BEGIN Input records

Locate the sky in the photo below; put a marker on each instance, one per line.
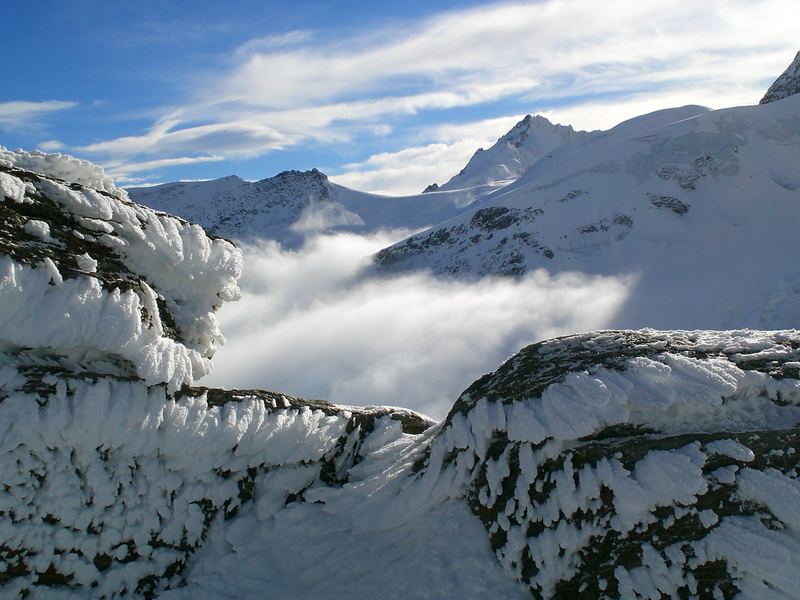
(382, 96)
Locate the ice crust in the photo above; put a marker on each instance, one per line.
(169, 263)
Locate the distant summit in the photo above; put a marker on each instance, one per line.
(528, 141)
(786, 85)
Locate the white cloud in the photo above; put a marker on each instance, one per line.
(410, 170)
(51, 145)
(293, 88)
(310, 325)
(272, 42)
(120, 170)
(21, 113)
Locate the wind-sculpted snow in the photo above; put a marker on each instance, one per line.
(634, 464)
(617, 464)
(95, 280)
(295, 205)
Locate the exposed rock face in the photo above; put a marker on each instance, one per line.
(600, 465)
(113, 467)
(233, 207)
(513, 153)
(786, 85)
(635, 464)
(293, 205)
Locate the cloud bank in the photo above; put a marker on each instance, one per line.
(311, 325)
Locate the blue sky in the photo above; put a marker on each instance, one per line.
(383, 96)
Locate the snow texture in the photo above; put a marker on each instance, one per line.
(699, 207)
(617, 464)
(528, 141)
(786, 85)
(150, 313)
(294, 205)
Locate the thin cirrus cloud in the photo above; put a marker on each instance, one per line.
(570, 59)
(22, 113)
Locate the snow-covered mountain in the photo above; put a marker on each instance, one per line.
(700, 208)
(528, 141)
(618, 464)
(786, 85)
(293, 204)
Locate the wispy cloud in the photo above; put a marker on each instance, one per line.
(22, 113)
(121, 171)
(273, 42)
(410, 170)
(567, 58)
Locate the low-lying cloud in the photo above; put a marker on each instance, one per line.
(311, 324)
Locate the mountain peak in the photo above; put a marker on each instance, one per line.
(529, 140)
(786, 85)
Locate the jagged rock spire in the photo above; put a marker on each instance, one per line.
(786, 85)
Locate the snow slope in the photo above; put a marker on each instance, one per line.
(700, 207)
(528, 141)
(294, 204)
(786, 85)
(618, 464)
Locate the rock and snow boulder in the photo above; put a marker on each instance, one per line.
(636, 464)
(619, 464)
(786, 85)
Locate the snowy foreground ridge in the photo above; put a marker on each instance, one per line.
(618, 464)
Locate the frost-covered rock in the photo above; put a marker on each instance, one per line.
(786, 85)
(89, 278)
(618, 464)
(635, 464)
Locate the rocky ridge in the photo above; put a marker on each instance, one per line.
(528, 141)
(293, 205)
(786, 85)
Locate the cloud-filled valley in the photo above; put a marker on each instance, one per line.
(310, 323)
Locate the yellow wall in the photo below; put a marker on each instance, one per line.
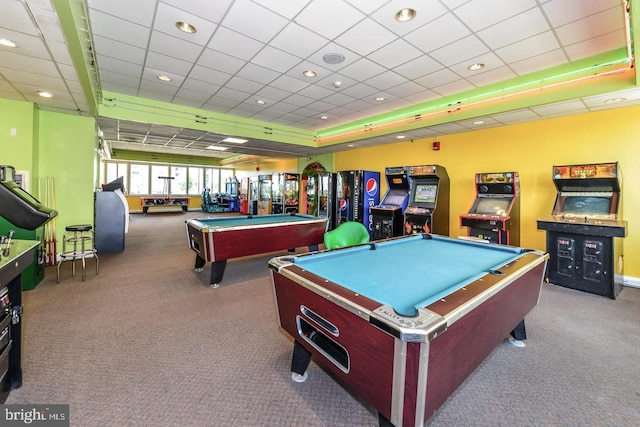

END Input records

#### Brief:
Repeat the listing above in full, exactly, and omit its pictures.

#### Result of the task:
Locate the sky in the photo below; put a marker on each instance, one per line.
(382, 96)
Locate the ice crust in the photo above; put a marker on each instance, one per line.
(169, 263)
Locate the distant summit in the photo above; put a marker on each instance, one per line.
(528, 141)
(786, 85)
Locate the white cloud in the photo above; put a marker on each instance, one per line.
(410, 170)
(51, 145)
(293, 88)
(310, 325)
(272, 42)
(120, 170)
(21, 113)
Locate the wind-sculpted snow in the photo above; put a marker on each instance, one per line.
(634, 464)
(617, 464)
(95, 280)
(295, 205)
Locate the exposed rock face in the photo above; put a marker on each instance, one per line.
(600, 465)
(113, 467)
(233, 207)
(513, 153)
(786, 85)
(635, 464)
(293, 205)
Locate the cloud bank in the photo above; put a marker on each instance, one per line.
(311, 325)
Locate the blue sky in the photo above; put a marker on each instance, one per line.
(383, 96)
Locate the snow texture in the photo above; put a marker on each instance, one per line.
(699, 207)
(617, 464)
(528, 141)
(786, 85)
(150, 313)
(294, 205)
Locate the thin cirrus cloud in the photo above; put a marker on each instance, one per line.
(570, 59)
(22, 113)
Locate the snow-covered mountain in the photo above; put a marker on each instance, one per line.
(700, 208)
(528, 141)
(618, 464)
(786, 85)
(293, 204)
Locate the wispy cloud in the photo above; put a marker on each instance, one per line.
(22, 113)
(121, 171)
(273, 42)
(410, 170)
(567, 58)
Locate the low-lying cloud in the photo above; put a marker on each instance, one per line.
(311, 324)
Locate the mountain peak in the photo above; put a marker on each instance, one per line.
(529, 140)
(786, 85)
Locate the jagged rock spire in the photo above; put a marker on each instance, one per line.
(786, 85)
Locate the snow slope in the photo above; put a marker on each instance, one per line.
(700, 207)
(528, 141)
(294, 204)
(786, 85)
(618, 464)
Locate the rock and snow boulder in the photo above; put a marker on each instance, one per line.
(636, 464)
(619, 464)
(786, 85)
Locate the snowy foreground ridge in the photo above; put a marker on each instance, one per line.
(618, 464)
Locate the frost-covered rock in the photo above; put a marker on each instance, one per line.
(786, 85)
(89, 278)
(618, 464)
(635, 464)
Locate the rocky ridge in the photo above; put a marker on each instance, one per line.
(528, 141)
(293, 205)
(786, 85)
Locate the cloud-filled valley in the photo above; put a marker on each instance, one per line.
(310, 323)
Locate the yellow wall in the photo below; put a marker on each instance, one per line.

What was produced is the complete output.